• SUPPLIED PASSAGE:
[START]

On Sun, Jan 29, 2017 at 10:06:30AM -0800, Matias Eyzaguirre wrote:
> Hullo all,
> 
> I'm messing around with syntax properties to try to get a feel for them, but 
> in one of my tests they aren't behaving the way I would expect them to.
> 
> In my example the output is #f 1 #f, when I would have thought it would be #f 
> 1 2. Why is the third result #f and not 2?
> 
> 
> #lang racket
> 
> (define-syntax (annotate stx)
>   (syntax-case stx ()
>     [(_ val) ; read
>      (or (syntax-property #'val 'annotation) #'#f)]
>     [(_ val ann) ; write
>      (syntax-property #'val 'annotation #'ann #t)]))

[END]

• RECORDS SUPPLIED:
[START]

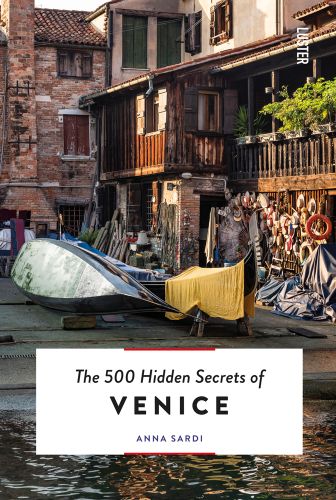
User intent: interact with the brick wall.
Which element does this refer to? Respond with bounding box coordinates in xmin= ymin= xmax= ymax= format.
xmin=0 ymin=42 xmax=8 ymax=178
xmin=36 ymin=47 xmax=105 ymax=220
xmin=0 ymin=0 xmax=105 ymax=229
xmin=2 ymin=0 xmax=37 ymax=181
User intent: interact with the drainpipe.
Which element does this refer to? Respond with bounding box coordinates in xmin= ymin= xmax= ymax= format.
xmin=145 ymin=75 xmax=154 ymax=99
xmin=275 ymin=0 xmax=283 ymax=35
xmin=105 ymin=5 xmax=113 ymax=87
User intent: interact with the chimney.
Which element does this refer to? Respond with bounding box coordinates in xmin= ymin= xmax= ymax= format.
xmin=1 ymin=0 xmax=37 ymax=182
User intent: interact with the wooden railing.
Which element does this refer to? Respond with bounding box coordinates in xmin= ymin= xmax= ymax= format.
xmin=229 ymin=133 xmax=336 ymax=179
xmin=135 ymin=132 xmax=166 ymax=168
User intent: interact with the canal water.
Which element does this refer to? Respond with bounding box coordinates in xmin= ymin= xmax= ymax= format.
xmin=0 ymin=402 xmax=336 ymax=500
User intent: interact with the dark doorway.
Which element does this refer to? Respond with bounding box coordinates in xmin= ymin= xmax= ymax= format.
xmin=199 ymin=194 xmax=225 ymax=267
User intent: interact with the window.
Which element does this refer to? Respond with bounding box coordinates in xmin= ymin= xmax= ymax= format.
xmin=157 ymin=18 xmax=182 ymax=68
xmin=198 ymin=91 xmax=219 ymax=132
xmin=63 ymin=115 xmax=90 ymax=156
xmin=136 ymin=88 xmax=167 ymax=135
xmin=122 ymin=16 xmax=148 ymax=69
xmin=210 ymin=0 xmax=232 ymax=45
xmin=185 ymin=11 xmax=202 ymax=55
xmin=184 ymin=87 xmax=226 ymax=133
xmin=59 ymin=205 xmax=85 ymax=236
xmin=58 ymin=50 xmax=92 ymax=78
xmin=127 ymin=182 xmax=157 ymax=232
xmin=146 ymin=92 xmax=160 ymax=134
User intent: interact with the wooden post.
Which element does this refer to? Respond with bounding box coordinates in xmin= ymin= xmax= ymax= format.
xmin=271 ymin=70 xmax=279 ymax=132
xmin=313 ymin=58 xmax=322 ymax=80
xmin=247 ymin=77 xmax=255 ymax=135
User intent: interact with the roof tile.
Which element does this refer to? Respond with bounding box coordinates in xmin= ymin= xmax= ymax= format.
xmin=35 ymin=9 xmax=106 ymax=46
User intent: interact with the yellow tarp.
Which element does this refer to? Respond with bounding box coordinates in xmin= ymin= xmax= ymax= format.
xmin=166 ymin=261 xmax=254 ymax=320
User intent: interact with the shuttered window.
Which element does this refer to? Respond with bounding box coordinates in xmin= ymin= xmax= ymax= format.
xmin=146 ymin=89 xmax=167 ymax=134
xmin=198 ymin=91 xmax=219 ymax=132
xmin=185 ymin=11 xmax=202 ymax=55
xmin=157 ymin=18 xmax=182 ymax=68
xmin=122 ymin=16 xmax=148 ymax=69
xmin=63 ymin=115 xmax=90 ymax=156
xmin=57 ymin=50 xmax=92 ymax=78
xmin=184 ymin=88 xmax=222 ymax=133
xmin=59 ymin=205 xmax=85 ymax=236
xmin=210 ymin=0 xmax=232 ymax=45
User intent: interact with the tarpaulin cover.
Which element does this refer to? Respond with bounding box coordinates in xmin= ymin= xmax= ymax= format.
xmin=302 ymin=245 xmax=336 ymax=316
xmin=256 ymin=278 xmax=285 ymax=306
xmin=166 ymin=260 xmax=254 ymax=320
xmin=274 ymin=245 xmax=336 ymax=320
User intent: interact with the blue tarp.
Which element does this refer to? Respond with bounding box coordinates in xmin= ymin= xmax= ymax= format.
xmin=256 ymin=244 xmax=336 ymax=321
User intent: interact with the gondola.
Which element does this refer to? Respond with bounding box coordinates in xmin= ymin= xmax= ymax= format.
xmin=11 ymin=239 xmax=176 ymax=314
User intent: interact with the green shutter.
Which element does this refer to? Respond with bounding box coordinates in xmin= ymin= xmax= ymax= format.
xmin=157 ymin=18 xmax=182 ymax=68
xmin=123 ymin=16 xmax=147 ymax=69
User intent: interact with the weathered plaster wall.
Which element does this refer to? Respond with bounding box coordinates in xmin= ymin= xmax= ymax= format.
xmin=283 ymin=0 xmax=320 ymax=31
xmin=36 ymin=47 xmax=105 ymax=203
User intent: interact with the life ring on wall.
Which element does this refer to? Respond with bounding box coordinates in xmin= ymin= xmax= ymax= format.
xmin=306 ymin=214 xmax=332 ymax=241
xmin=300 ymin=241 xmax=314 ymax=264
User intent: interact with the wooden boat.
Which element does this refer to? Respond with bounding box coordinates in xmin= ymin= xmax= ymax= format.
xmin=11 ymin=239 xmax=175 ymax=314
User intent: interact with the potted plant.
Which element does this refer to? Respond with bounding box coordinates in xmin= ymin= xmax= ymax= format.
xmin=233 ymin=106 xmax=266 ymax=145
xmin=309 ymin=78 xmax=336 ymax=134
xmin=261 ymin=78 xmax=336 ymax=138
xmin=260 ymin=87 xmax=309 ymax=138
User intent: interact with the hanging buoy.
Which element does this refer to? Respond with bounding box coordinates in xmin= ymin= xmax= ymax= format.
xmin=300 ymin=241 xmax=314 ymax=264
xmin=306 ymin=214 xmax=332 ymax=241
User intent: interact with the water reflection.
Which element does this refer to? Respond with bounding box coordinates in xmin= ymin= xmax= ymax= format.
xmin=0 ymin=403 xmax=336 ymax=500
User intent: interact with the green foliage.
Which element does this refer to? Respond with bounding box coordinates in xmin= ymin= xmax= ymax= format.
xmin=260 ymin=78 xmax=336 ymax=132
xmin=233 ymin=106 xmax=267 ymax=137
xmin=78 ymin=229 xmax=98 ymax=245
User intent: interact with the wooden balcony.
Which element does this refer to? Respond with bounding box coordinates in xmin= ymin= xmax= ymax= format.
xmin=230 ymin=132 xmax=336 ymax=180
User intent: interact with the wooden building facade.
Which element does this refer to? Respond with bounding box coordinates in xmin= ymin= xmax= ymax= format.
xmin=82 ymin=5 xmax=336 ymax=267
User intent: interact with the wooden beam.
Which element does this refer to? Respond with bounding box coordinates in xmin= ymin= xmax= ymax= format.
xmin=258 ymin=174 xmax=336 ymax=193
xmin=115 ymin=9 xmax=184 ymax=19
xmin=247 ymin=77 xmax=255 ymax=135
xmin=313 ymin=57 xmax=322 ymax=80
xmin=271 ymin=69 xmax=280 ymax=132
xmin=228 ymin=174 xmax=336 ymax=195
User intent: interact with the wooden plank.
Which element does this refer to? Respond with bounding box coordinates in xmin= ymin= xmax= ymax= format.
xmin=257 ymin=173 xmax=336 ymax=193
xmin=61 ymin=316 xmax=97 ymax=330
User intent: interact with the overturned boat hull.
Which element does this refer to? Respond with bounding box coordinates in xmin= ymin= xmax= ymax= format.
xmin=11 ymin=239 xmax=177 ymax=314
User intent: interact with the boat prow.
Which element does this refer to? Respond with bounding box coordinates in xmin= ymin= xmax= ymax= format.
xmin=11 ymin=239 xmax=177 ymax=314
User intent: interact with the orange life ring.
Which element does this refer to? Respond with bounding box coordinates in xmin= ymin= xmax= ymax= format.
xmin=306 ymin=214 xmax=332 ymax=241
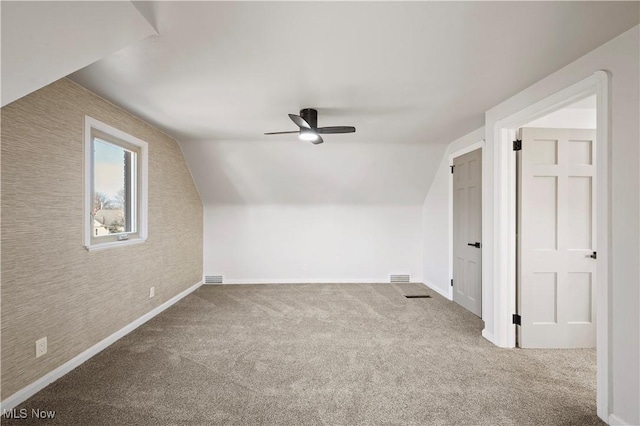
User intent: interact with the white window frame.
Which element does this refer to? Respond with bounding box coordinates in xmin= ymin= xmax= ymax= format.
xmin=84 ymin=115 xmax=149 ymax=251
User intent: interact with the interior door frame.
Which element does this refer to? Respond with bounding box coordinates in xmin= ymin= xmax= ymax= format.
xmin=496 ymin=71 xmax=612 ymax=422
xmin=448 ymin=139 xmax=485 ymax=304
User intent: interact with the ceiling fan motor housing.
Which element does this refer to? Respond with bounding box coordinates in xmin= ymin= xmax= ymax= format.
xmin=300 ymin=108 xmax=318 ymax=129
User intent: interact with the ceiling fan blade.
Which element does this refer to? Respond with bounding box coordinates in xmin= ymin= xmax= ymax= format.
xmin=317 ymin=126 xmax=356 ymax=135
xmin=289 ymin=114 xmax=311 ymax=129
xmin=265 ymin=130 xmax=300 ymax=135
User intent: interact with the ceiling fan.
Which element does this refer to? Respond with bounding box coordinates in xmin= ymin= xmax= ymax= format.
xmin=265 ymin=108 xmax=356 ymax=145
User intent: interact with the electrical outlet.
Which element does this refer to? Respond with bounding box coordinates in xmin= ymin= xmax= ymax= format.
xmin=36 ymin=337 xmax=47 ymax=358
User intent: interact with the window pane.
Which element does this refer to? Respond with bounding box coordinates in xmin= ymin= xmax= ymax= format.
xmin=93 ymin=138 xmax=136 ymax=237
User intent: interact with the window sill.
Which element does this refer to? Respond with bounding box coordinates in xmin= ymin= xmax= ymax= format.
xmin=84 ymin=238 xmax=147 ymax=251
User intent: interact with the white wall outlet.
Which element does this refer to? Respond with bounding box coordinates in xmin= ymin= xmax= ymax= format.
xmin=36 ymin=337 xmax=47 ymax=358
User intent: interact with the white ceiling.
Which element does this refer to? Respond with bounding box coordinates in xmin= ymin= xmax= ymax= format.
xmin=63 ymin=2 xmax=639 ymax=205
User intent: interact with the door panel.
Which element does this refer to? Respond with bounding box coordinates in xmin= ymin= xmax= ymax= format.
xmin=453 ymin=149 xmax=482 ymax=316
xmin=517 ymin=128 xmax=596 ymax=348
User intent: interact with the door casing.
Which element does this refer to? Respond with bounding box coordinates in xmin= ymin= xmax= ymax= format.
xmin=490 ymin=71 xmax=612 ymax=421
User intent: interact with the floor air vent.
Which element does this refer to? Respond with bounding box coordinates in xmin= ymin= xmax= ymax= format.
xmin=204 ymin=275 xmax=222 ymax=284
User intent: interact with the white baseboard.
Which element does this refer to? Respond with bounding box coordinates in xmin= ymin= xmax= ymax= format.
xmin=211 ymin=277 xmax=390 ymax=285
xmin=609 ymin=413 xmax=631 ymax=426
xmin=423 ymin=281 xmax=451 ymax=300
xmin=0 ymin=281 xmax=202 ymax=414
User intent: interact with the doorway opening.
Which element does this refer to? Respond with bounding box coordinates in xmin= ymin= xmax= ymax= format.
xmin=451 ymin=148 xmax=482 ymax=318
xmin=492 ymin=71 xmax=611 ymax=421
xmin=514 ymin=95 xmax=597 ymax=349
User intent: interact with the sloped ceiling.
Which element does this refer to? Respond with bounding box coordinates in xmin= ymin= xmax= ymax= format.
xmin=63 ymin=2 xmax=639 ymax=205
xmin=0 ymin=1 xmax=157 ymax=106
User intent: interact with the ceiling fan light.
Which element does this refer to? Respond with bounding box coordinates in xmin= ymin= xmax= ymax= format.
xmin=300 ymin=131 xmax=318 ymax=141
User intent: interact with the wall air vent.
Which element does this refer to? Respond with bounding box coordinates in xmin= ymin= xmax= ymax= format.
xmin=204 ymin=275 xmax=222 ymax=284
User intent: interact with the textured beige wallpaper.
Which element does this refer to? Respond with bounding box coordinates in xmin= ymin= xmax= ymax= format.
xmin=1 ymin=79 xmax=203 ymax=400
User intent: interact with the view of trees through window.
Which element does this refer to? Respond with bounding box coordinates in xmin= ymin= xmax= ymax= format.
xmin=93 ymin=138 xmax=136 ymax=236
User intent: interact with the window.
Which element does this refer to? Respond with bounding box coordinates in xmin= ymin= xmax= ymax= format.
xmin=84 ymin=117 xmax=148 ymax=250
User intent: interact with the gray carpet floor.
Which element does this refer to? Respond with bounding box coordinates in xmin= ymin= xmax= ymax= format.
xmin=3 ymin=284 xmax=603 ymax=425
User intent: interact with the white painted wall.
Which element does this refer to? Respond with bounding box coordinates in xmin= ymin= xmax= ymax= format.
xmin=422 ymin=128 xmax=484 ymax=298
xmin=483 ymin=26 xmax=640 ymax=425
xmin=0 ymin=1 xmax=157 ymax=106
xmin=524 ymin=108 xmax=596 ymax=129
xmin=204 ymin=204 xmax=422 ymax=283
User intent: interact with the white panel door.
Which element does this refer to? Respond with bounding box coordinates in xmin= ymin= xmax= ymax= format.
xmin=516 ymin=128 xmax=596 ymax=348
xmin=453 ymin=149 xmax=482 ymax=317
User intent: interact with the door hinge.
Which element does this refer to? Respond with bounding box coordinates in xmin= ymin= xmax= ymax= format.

[END]

• TASK SET:
a. Rewrite the Racket mailing-list post from "On Sun, Jan" to "(syntax-case stx ()", changing "messing around" to "experimenting".
b. Continue the Racket mailing-list post from the point where it stops.

• PER-TASK ANSWERS:
a.
On Sun, Jan 29, 2017 at 10:06:30AM -0800, Matias Eyzaguirre wrote:
> Hullo all,
> 
> I'm experimenting with syntax properties to try to get a feel for them, but 
> in one of my tests they aren't behaving the way I would expect them to.
> 
> In my example the output is #f 1 #f, when I would have thought it would be #f 
> 1 2. Why is the third result #f and not 2?
> 
> 
> #lang racket
> 
> (define-syntax (annotate stx)
>   (syntax-case stx ()

b.
> 
> (annotate 4) ; -> #f
> 
> (annotate 1 6) ; -> 1
> 
> (annotate (annotate 4 2)) ; -> 2
Because annotation is a macro, it receives the syntax of the input, not the 
value of the input.
The outer call to annotate receives the value #'(annotate 4 2), which has no 
syntax property, and
hence returns #f.

Your code is roughly like writing:
(syntax-property #'4 'annotation) ; -> #f

(syntax-property #'1 'annotation 6 #t) ; -> #'1

(syntax-property #'(syntax-property #'4 'annotation 2 #t)) ; -> #f

Try this instead:

(define annotated (syntax-property #'4 'annotation 2))
(syntax-property annotated 'annotation)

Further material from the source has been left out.